List every type of place where the text about Redshank says the plant is a fairly common sight.

TEXT PROVIDED:
____________

A member of the Dock family, and a relation of Amphibious Bistort (Persicaria amphibia), Redshank is a fairly common sight in arable fields, waysides, marshland and waste ground around Scotland.  Maculosa refers to dark blotches that appear on the leaves, usually one blotch per leaf. For this reason the plant is also known as Spotted Lady’s Thumb. 

The stems are limply ascending, reddish, hairless and with a swollen appearance at the joints. Stems are covered in a membranous sheath which is topped with bristles. The sheath is most visible at the leaf nodes or stem joints where it loosens from the stem slightly. 

Leaves are lanceolate and grow alternately up the stems.  The leaf blades are glabrous and either short-stalked or sessile. Leaves grow between 5 and 10cm long and have smooth edges. 

The flowerhead is a dense spike of tiny bell-shaped, pink flowers, each about 3mm long.  The flower is made up of a perianth of 5 fused lobes which separate halfway along but remain close together. These lobes are reddish pink, sometimes softening to white at the tips.  Inside each bell are 6 short stamens and a style. 

Redshank leaves are edible, and rich in vitamins, but with a bland taste. An infusion of leaves and stems has been used in herbal medicine to treat diarrhoea.

____________

Region pointing data
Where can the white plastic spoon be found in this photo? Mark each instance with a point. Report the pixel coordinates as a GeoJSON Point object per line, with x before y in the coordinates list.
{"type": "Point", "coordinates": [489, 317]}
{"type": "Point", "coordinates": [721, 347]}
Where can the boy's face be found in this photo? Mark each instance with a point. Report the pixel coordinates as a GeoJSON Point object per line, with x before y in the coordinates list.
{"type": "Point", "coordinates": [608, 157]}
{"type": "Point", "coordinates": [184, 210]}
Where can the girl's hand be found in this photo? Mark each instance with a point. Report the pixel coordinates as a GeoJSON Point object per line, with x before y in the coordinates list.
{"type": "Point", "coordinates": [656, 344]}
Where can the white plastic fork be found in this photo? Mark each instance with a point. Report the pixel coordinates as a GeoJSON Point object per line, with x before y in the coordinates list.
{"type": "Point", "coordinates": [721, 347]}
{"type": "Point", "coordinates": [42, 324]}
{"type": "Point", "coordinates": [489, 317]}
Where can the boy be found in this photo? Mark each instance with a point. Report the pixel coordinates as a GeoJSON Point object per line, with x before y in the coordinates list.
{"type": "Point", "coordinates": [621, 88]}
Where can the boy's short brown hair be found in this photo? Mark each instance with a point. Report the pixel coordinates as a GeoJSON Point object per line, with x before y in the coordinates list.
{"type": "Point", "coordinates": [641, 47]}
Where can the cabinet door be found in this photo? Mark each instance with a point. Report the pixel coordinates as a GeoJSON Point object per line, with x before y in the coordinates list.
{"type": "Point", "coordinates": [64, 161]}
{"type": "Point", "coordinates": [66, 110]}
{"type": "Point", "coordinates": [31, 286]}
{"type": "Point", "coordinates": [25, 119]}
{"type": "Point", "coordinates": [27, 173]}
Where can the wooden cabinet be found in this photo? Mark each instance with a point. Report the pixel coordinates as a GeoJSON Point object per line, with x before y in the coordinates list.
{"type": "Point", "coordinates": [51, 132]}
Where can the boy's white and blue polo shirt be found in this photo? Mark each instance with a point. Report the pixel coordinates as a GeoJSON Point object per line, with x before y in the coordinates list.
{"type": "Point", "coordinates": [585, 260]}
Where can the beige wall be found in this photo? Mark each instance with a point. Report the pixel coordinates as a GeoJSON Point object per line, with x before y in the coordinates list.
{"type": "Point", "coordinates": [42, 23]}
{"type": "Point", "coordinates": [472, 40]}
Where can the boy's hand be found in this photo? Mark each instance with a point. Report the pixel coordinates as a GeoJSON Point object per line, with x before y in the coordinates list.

____________

RESPONSE TO THE EXERCISE: Arable fields, waysides, marshland, waste ground